— Start Records supplied —

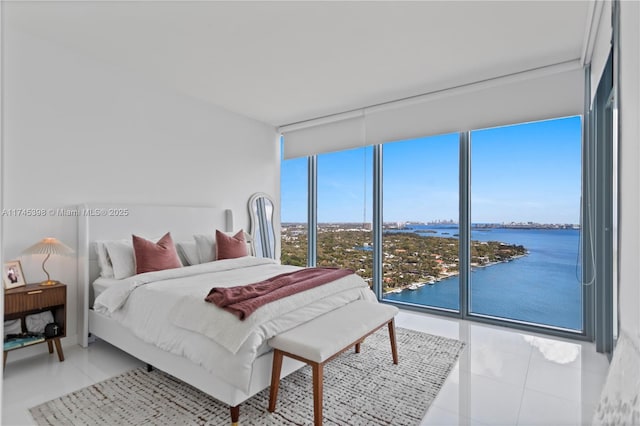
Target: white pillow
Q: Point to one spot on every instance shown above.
(188, 253)
(206, 247)
(106, 270)
(122, 258)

— End Records supplied —

### Work to be completed
Express the text lines of the entries above as a JSON list of strings, one string per line, with blank lines and the pictures left out.

### Answer to the problem
[
  "Target: white pillow",
  "Q: Point to one spot on every instance shown above.",
  "(188, 253)",
  "(206, 247)",
  "(106, 270)",
  "(122, 258)"
]